Source records:
>> START

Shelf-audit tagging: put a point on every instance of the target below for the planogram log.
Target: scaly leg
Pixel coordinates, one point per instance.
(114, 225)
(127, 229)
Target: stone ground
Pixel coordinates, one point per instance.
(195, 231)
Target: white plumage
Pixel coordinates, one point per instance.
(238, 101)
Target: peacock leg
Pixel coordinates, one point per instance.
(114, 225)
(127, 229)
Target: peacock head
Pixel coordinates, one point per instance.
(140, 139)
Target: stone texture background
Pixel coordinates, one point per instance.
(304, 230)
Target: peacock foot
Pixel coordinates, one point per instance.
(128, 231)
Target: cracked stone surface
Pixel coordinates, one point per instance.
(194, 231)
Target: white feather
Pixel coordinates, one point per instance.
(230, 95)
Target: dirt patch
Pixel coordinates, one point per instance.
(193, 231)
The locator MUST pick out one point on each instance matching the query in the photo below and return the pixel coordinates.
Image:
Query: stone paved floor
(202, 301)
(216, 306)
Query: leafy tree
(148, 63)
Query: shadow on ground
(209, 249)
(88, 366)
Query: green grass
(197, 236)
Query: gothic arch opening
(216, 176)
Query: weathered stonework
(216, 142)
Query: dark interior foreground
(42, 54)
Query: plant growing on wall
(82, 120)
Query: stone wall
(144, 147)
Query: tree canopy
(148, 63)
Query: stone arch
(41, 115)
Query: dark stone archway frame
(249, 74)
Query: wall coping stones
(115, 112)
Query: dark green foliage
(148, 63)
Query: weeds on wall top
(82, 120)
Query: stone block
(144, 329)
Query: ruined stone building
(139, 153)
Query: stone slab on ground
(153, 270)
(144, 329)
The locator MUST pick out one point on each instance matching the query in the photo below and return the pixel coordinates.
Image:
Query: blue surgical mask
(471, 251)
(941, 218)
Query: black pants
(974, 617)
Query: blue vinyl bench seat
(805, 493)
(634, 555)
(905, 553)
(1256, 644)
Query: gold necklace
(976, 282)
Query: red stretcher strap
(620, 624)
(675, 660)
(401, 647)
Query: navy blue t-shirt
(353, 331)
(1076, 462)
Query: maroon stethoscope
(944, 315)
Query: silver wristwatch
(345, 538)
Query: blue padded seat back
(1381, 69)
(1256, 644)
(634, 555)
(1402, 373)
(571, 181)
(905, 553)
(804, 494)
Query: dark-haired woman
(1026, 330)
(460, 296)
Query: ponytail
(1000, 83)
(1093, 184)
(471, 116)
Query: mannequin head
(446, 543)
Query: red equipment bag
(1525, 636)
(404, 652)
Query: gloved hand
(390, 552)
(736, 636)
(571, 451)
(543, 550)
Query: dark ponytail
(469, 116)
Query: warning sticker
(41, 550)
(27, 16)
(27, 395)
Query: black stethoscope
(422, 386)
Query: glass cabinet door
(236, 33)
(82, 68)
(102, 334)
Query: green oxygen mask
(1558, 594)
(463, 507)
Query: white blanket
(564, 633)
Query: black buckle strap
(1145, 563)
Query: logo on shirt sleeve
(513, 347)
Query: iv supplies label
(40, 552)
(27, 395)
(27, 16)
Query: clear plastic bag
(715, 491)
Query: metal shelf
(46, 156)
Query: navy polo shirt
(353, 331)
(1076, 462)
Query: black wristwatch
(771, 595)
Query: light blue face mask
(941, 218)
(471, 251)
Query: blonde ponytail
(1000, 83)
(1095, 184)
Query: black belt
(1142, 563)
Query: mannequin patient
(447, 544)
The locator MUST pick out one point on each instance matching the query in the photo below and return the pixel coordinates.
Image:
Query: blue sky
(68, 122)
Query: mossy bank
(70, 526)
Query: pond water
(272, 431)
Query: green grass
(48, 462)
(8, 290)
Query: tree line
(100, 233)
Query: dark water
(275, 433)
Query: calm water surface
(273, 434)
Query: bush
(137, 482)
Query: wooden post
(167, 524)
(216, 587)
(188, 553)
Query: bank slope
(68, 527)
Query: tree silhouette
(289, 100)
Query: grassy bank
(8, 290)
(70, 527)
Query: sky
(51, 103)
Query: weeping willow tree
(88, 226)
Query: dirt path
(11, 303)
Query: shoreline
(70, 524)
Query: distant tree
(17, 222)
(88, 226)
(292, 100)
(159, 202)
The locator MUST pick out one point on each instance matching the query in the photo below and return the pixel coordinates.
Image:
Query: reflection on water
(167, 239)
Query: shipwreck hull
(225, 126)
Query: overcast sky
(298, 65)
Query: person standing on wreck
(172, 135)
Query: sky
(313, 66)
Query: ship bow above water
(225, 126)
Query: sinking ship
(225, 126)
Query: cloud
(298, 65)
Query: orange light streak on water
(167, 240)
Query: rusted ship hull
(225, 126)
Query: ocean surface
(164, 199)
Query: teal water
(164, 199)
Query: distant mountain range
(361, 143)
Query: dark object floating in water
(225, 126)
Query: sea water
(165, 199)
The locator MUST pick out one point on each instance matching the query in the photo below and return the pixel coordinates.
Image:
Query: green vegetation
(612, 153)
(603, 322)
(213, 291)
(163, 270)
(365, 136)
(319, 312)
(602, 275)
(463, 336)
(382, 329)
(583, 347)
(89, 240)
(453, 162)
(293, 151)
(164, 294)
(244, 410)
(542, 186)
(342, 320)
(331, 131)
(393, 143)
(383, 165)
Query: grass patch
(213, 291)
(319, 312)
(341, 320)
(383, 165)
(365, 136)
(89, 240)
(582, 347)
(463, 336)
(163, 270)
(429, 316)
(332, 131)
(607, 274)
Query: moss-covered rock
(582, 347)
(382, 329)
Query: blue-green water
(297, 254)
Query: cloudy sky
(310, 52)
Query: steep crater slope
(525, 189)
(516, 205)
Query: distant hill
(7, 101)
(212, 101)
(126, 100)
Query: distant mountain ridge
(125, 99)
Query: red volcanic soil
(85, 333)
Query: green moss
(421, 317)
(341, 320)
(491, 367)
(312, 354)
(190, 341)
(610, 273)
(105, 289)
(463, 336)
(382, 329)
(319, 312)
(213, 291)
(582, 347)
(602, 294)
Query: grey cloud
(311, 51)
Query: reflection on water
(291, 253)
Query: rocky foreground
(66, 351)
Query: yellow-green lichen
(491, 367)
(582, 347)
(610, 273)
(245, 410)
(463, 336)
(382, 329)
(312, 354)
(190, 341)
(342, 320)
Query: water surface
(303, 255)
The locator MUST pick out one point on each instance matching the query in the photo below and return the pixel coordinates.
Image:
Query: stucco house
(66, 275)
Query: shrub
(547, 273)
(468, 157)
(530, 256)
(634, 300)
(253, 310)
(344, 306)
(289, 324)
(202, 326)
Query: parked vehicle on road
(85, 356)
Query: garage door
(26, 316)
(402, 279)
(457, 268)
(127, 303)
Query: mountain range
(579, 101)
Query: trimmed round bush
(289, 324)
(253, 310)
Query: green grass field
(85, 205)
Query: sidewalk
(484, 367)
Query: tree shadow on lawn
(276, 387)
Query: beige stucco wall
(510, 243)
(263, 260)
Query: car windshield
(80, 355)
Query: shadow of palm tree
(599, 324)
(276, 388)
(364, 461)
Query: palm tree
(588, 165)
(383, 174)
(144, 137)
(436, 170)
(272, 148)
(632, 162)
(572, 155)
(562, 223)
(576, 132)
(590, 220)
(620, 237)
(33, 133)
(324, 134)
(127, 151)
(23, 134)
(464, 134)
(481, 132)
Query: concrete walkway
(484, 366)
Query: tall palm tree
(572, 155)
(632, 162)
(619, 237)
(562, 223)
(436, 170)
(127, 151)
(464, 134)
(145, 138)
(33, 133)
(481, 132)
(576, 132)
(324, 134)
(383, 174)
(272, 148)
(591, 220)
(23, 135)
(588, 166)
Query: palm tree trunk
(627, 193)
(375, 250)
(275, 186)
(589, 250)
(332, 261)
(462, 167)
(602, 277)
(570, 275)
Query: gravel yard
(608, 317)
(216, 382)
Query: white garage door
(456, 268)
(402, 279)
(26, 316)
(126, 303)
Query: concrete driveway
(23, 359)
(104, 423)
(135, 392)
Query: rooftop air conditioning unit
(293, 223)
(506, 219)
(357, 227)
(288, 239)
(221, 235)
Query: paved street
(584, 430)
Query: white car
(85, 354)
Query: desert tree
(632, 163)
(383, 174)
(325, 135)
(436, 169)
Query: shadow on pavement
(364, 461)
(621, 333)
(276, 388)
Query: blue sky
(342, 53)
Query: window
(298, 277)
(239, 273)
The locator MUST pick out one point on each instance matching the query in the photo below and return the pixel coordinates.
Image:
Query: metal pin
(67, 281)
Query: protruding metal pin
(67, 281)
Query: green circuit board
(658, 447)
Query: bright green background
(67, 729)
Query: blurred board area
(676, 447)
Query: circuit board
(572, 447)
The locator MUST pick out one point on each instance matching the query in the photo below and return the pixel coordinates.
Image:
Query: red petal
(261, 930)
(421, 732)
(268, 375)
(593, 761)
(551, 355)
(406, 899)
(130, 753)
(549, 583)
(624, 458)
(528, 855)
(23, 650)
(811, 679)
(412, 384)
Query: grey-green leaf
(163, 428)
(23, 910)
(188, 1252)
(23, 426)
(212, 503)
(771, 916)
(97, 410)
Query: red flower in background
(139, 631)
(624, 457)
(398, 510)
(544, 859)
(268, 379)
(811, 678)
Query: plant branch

>> END

### WHAT YOU SHOULD DO
Pull out every line from the one with "Query: concrete walkway" to the end of the listing, and output only those.

### RESPONSE TO THE TASK
Query: concrete walkway
(484, 366)
Query: tall palm tree
(572, 155)
(632, 162)
(619, 237)
(562, 223)
(436, 170)
(127, 151)
(464, 134)
(145, 138)
(33, 133)
(481, 132)
(576, 132)
(324, 134)
(383, 174)
(272, 148)
(591, 220)
(23, 135)
(588, 166)
Query: palm tree trunk
(627, 193)
(375, 250)
(275, 186)
(589, 250)
(332, 261)
(462, 167)
(602, 277)
(570, 275)
Query: gravel yard
(608, 317)
(216, 382)
Query: white garage door
(456, 268)
(402, 279)
(26, 316)
(126, 303)
Query: concrete driveway
(23, 359)
(104, 423)
(135, 392)
Query: rooftop air conditioning unit
(293, 223)
(506, 219)
(357, 227)
(288, 239)
(221, 235)
Query: paved street
(584, 430)
Query: white car
(85, 354)
Query: desert tree
(632, 163)
(383, 174)
(325, 135)
(436, 169)
Query: shadow on pavement
(364, 461)
(621, 333)
(276, 388)
Query: blue sky
(342, 53)
Query: window
(298, 277)
(239, 273)
The locator MUST pick out one point on each instance matching the query in the photo below and return the pixel coordinates.
Image:
Query: metal pin
(67, 281)
Query: protruding metal pin
(67, 281)
Query: green circuit board
(658, 447)
Query: bright green background
(67, 729)
Query: blurred board area
(676, 447)
Query: circuit board
(572, 447)
The locator MUST pick out one point on each instance matching the query in the photo below and return the pixel coordinates.
Image:
Query: red petal
(261, 930)
(421, 732)
(268, 375)
(593, 761)
(551, 355)
(406, 899)
(130, 753)
(549, 583)
(624, 458)
(528, 855)
(23, 650)
(811, 679)
(412, 384)
Query: grey-green leaf
(163, 428)
(23, 910)
(188, 1252)
(23, 426)
(212, 503)
(771, 916)
(97, 410)
Query: red flower in background
(139, 631)
(624, 457)
(398, 510)
(544, 859)
(268, 379)
(811, 678)
Query: plant branch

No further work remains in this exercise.